> [WORK ITEM] Could you please write out the data shown below, exactly and in full?

> [DATA SUPPLIED]
■ ■ ■ ■ ■ ■ ■

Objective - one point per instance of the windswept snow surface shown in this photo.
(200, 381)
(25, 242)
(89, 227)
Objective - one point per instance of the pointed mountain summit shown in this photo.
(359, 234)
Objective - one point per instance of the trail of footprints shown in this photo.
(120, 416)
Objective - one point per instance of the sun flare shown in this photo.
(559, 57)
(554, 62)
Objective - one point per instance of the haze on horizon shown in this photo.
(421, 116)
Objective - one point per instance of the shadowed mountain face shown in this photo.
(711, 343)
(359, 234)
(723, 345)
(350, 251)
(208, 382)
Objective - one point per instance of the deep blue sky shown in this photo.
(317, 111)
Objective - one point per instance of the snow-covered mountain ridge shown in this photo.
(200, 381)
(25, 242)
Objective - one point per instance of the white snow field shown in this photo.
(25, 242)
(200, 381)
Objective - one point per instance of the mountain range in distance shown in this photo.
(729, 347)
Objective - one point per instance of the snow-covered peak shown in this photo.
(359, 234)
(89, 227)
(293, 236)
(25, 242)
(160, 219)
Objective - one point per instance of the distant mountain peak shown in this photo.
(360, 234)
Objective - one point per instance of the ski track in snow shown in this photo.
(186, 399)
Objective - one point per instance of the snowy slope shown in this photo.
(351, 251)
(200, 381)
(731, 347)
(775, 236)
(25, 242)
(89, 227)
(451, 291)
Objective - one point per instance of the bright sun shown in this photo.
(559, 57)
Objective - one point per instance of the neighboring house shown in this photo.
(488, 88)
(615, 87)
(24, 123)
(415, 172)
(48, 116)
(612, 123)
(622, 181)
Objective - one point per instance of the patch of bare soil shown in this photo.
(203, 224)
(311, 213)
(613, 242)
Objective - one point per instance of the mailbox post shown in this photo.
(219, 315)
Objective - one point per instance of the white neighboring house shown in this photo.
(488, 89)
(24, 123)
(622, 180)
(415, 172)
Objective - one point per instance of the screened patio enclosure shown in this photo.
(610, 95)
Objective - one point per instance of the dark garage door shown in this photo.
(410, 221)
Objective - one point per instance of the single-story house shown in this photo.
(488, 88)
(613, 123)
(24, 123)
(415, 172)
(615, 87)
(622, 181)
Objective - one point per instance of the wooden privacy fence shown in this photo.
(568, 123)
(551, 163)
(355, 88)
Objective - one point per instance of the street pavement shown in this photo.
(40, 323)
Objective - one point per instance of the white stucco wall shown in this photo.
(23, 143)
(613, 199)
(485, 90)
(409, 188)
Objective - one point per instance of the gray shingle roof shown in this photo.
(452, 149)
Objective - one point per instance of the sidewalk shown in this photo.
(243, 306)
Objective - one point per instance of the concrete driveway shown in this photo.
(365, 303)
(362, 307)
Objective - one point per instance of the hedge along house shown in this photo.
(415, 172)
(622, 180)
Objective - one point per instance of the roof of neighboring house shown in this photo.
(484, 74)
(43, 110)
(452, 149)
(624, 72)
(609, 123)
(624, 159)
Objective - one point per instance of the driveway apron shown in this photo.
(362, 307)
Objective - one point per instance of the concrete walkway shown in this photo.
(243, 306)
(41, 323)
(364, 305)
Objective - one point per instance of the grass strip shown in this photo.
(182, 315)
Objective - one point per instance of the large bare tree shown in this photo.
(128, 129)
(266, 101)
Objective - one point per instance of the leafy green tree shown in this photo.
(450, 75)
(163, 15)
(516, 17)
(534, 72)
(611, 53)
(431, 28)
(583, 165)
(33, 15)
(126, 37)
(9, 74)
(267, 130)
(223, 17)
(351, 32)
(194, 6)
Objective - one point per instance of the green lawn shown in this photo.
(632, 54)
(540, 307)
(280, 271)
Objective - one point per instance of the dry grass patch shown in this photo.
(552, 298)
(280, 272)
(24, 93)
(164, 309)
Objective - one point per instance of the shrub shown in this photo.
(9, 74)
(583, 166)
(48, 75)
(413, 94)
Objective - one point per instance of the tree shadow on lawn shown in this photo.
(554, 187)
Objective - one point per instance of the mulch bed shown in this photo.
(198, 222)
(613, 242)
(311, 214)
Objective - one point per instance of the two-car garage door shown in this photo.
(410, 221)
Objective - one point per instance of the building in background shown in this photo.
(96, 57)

■ ■ ■ ■ ■ ■ ■

> [EXERCISE SOLUTION]
Objective - one point per instance of the windswept snow surface shown in this photo.
(200, 381)
(25, 242)
(89, 227)
Objective - one point per instance of the pointed mountain summit shown in this photo.
(359, 234)
Objective - one point per instance of the trail of footprints shown in this photo.
(120, 416)
Objective - one point per instance of the sun flare shown in this photo.
(559, 57)
(554, 62)
Objective - one point per instance of the haze on horizon shown in this photo.
(421, 116)
Objective - one point per instance of the shadowed mountain face shown in this photo.
(711, 343)
(359, 234)
(723, 345)
(350, 251)
(208, 382)
Objective - one point per instance of the deep blue sky shown in this photo.
(317, 111)
Objective - one point per instance of the snow-covered mountain ridge shown in this photo.
(200, 381)
(25, 242)
Objective - one point per instance of the white snow field shown in this photo.
(25, 242)
(200, 381)
Objective - one point per instance of the mountain range in distance shown in this photo.
(729, 347)
Objective - one point per instance of the snow-covered peak shown in this photo.
(359, 234)
(89, 227)
(293, 236)
(25, 242)
(160, 219)
Objective - one point per instance of the distant mountain peak shown in this photo.
(360, 234)
Objective - one point per instance of the ski track in snow shown in this photo.
(186, 399)
Objective - one point per instance of the snowy slope shown in this photo.
(351, 251)
(200, 381)
(731, 347)
(775, 236)
(25, 242)
(89, 227)
(451, 291)
Objective - one point per instance of the bright sun shown in this photo.
(559, 57)
Objective - one point per instance of the neighboring house shown in this photo.
(488, 88)
(615, 87)
(24, 123)
(415, 172)
(48, 116)
(612, 123)
(622, 181)
Objective - one point per instance of the patch of bare soil shown in this photo.
(203, 224)
(311, 213)
(613, 242)
Objective - one point per instance of the mailbox post shown in this photo.
(219, 315)
Objective - one point per instance of the white neighboring house shown in this photo.
(488, 89)
(24, 123)
(622, 180)
(415, 172)
Objective - one point per instance of the screened patio enclosure shown in this photo.
(610, 95)
Objective - one point per instance of the dark garage door shown in this photo.
(410, 221)
Objective - one point per instance of the single-story house shown in this photo.
(488, 88)
(613, 123)
(24, 123)
(415, 172)
(615, 87)
(622, 181)
Objective - one point per instance of the wooden privacy fence shown in this photo.
(568, 123)
(551, 163)
(355, 88)
Objective - one point per instance of the street pavement shown in this photo.
(40, 323)
Objective - one point per instance of the white stucco wall shown in this photo.
(23, 143)
(613, 199)
(485, 90)
(409, 188)
Objective - one point per instance of the gray shingle roof shown in this photo.
(452, 149)
Objective - one point per instance of the sidewalk shown in this photo.
(243, 306)
Objective - one point per instance of the concrete driveway shown in this photo.
(365, 303)
(362, 307)
Objective - one point per instance of the hedge along house shown in this photo.
(415, 172)
(622, 180)
Objective - one point per instance of the roof of neighboring house shown in this photo.
(484, 74)
(43, 110)
(452, 149)
(624, 72)
(609, 123)
(624, 159)
Objective - one point per instance of the driveway apron shown in this photo.
(362, 307)
Objective - one point per instance of the concrete walkway shown in this photo.
(243, 306)
(41, 323)
(364, 305)
Objective - one point per instance of the grass strip shown in this photo.
(182, 315)
Objective - one point per instance of the large bare tree shown in this photo.
(128, 129)
(266, 101)
Objective - one point per instance of the leafy green tree shown in this photo.
(450, 75)
(163, 15)
(516, 17)
(534, 72)
(611, 53)
(431, 28)
(583, 165)
(33, 15)
(126, 37)
(9, 74)
(267, 130)
(223, 17)
(351, 32)
(194, 6)
Objective - one point per instance of the green lawn shown in this photo.
(632, 54)
(540, 307)
(280, 271)
Objective - one point per instance of the dry grass patch shown in this photo.
(552, 298)
(280, 272)
(24, 93)
(164, 309)
Objective - one point per instance of the shrub shown in this photo.
(9, 74)
(583, 166)
(48, 75)
(413, 94)
Objective - one point per instance of the tree shadow on lawn shown in this photo.
(554, 187)
Objective - one point per instance of the mulch bed shown in this photo.
(198, 222)
(613, 242)
(311, 214)
Objective - one point per instance of the two-car garage door shown in this photo.
(410, 221)
Objective - one point per instance of the building in background shown in this photo.
(96, 57)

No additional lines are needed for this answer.